**Texte à lire**.
§ §

Spasibo, 2013
« La Tchétchénie a gagné, la Russie a gagné ». Les perdants sont peut-être les nombreux Tchétchènes qui ont choisi de s’exiler par honneur. Ceux qui sont restés, ont retrouvé une vie normale et peuvent satisfaire leurs besoins fondamentaux après plusieurs décennies de difficultés. Une « vie normale » leur impose cependant de faire des compromis, et souvent de tenir leur langue. Il n’y a pas d’alternatives pour ceux qui veulent travailler, avoir une maison et continuer leur vie. Dans cet état de stagnation rassurant, les autorités contrôlent tout, distribuant les faveurs à leur guise. La violence physique si présente dans les années post-conflit, les enlèvements et les exécutions sommaires semblent également avoir diminué : les Tchétchènes sont tellement effrayés que ces actes de violence ne sont presque plus nécessaires. La violence est désormais psychologique, une forme de lavage de cerveau qui commence dès le plus jeune âge.

§ §

**Données enregistrées**.

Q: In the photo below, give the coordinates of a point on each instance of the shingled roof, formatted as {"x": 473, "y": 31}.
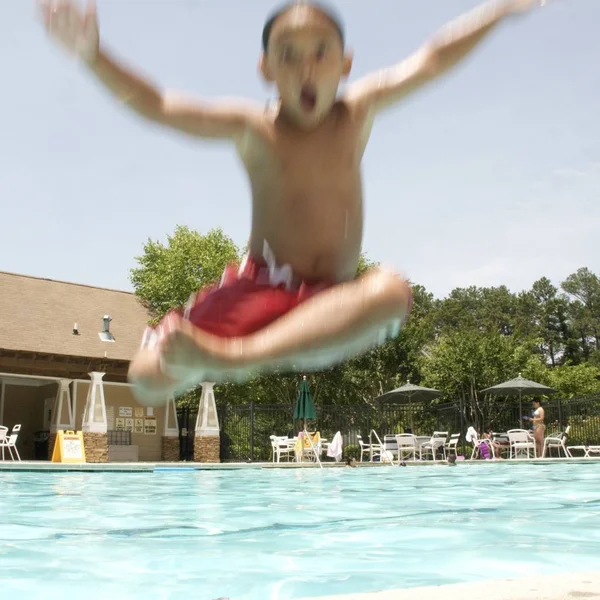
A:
{"x": 37, "y": 315}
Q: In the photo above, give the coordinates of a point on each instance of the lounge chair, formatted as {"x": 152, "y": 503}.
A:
{"x": 283, "y": 447}
{"x": 558, "y": 441}
{"x": 437, "y": 441}
{"x": 10, "y": 442}
{"x": 407, "y": 446}
{"x": 521, "y": 441}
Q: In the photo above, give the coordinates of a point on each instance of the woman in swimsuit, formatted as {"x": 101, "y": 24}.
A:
{"x": 539, "y": 427}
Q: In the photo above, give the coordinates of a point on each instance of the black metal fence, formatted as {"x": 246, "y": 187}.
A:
{"x": 245, "y": 429}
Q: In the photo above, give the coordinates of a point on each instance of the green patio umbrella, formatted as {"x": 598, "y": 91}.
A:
{"x": 408, "y": 393}
{"x": 519, "y": 386}
{"x": 305, "y": 407}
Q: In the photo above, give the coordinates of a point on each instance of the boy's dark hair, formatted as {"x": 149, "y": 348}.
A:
{"x": 325, "y": 10}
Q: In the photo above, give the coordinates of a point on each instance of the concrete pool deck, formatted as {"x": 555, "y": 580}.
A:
{"x": 151, "y": 467}
{"x": 569, "y": 586}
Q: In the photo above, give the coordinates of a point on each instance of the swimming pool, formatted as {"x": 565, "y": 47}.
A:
{"x": 266, "y": 534}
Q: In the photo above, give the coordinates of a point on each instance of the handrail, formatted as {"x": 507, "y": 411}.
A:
{"x": 383, "y": 450}
{"x": 312, "y": 448}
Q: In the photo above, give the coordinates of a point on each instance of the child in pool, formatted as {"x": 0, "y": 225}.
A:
{"x": 295, "y": 302}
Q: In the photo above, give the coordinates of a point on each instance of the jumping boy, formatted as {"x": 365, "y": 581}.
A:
{"x": 295, "y": 302}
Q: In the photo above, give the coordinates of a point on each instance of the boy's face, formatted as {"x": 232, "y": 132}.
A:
{"x": 306, "y": 61}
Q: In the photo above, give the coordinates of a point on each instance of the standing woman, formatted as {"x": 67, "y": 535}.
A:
{"x": 539, "y": 426}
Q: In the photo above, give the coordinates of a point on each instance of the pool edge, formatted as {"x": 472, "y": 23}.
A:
{"x": 152, "y": 467}
{"x": 566, "y": 586}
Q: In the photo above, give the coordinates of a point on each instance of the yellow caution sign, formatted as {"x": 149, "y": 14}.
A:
{"x": 69, "y": 447}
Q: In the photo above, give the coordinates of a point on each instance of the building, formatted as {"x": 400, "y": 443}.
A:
{"x": 64, "y": 355}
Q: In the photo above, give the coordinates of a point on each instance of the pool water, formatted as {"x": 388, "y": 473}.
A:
{"x": 283, "y": 534}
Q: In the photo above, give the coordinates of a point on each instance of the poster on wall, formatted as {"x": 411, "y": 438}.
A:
{"x": 150, "y": 426}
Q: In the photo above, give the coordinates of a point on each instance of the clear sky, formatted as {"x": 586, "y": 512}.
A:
{"x": 490, "y": 176}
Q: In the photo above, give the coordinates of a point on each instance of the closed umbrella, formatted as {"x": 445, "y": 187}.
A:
{"x": 305, "y": 407}
{"x": 305, "y": 410}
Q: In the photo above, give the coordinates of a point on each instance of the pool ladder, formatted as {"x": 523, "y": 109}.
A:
{"x": 383, "y": 453}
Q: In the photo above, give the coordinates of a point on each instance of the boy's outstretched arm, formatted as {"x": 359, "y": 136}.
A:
{"x": 77, "y": 31}
{"x": 448, "y": 47}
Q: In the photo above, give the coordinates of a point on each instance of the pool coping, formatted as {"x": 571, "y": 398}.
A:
{"x": 566, "y": 586}
{"x": 153, "y": 467}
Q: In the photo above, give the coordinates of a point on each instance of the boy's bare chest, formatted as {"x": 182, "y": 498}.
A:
{"x": 323, "y": 157}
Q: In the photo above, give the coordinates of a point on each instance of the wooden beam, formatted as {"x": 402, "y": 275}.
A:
{"x": 27, "y": 363}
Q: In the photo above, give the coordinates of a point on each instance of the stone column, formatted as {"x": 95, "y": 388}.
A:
{"x": 95, "y": 426}
{"x": 63, "y": 418}
{"x": 170, "y": 441}
{"x": 207, "y": 442}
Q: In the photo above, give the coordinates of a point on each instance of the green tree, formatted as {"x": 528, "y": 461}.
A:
{"x": 584, "y": 287}
{"x": 169, "y": 273}
{"x": 462, "y": 363}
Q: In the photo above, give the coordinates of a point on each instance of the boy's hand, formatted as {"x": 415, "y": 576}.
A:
{"x": 521, "y": 6}
{"x": 73, "y": 28}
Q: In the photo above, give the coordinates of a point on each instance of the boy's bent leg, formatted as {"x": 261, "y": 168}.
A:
{"x": 344, "y": 320}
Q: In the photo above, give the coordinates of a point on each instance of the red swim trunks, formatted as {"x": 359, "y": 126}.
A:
{"x": 248, "y": 298}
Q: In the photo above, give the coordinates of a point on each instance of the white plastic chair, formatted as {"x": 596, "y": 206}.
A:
{"x": 521, "y": 441}
{"x": 438, "y": 440}
{"x": 407, "y": 446}
{"x": 452, "y": 445}
{"x": 364, "y": 447}
{"x": 558, "y": 441}
{"x": 11, "y": 442}
{"x": 3, "y": 437}
{"x": 282, "y": 446}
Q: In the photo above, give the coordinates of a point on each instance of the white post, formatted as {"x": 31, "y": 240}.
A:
{"x": 207, "y": 422}
{"x": 2, "y": 395}
{"x": 62, "y": 415}
{"x": 171, "y": 424}
{"x": 94, "y": 416}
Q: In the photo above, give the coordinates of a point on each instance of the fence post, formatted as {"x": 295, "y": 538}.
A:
{"x": 252, "y": 430}
{"x": 561, "y": 425}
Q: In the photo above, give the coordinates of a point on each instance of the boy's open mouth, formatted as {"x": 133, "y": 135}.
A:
{"x": 308, "y": 97}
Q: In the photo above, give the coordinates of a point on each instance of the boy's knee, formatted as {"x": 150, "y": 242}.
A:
{"x": 391, "y": 292}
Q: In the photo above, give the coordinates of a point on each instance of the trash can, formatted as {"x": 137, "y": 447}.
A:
{"x": 40, "y": 445}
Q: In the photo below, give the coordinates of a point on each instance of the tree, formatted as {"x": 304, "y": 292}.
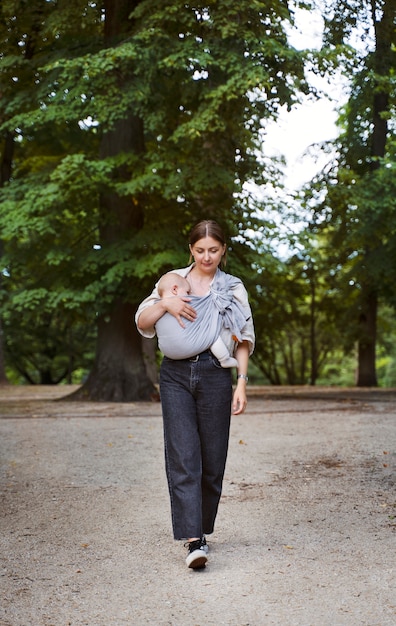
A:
{"x": 162, "y": 108}
{"x": 361, "y": 215}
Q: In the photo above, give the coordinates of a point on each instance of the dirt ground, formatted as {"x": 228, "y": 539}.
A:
{"x": 305, "y": 534}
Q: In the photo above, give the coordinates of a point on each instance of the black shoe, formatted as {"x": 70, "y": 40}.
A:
{"x": 196, "y": 558}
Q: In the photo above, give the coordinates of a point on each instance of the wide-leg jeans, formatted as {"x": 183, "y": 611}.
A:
{"x": 196, "y": 396}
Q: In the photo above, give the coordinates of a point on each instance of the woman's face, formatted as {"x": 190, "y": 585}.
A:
{"x": 207, "y": 253}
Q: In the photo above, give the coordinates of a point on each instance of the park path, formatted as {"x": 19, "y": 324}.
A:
{"x": 305, "y": 534}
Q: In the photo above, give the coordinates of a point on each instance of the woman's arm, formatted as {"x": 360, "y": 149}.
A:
{"x": 239, "y": 402}
{"x": 179, "y": 307}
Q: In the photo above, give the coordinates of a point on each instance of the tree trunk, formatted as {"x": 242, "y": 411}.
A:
{"x": 383, "y": 66}
{"x": 367, "y": 341}
{"x": 5, "y": 175}
{"x": 119, "y": 373}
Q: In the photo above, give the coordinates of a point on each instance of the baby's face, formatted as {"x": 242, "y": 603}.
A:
{"x": 181, "y": 291}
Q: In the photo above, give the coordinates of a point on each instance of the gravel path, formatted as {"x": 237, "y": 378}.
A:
{"x": 305, "y": 534}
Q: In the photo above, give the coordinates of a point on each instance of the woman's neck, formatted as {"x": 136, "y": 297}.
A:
{"x": 200, "y": 283}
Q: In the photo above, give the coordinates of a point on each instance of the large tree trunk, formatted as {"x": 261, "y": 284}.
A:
{"x": 7, "y": 153}
{"x": 383, "y": 66}
{"x": 119, "y": 373}
{"x": 367, "y": 341}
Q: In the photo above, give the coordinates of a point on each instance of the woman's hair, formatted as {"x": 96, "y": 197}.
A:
{"x": 208, "y": 228}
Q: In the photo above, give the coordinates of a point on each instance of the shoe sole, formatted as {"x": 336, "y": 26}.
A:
{"x": 196, "y": 559}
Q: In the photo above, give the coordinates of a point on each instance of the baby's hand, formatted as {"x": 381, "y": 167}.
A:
{"x": 180, "y": 308}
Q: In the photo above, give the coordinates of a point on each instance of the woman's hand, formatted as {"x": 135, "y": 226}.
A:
{"x": 239, "y": 401}
{"x": 179, "y": 307}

§ §

**Travail demandé**.
A: Résumez en deux phrases le texte sur la Tchétchénie.
B: D'après le texte sur la Tchétchénie, qui sont peut-être les perdants ?
C: Selon le texte sur la Tchétchénie, pourquoi les enlèvements et les exécutions sommaires ne sont-ils presque plus nécessaires ? Répondez en une ou deux phrases.

**Réponses par tâche**.
A: Les Tchétchènes restés au pays ont retrouvé une vie normale et peuvent satisfaire leurs besoins fondamentaux. Cette vie leur impose toutefois des compromis et souvent le silence, sous des autorités qui contrôlent tout, tandis que la violence physique a laissé place à une violence psychologique qui commence dès le plus jeune âge.

B: Les nombreux Tchétchènes qui ont choisi de s'exiler par honneur.

C: Ces actes ne sont presque plus nécessaires parce que les Tchétchènes sont tellement effrayés.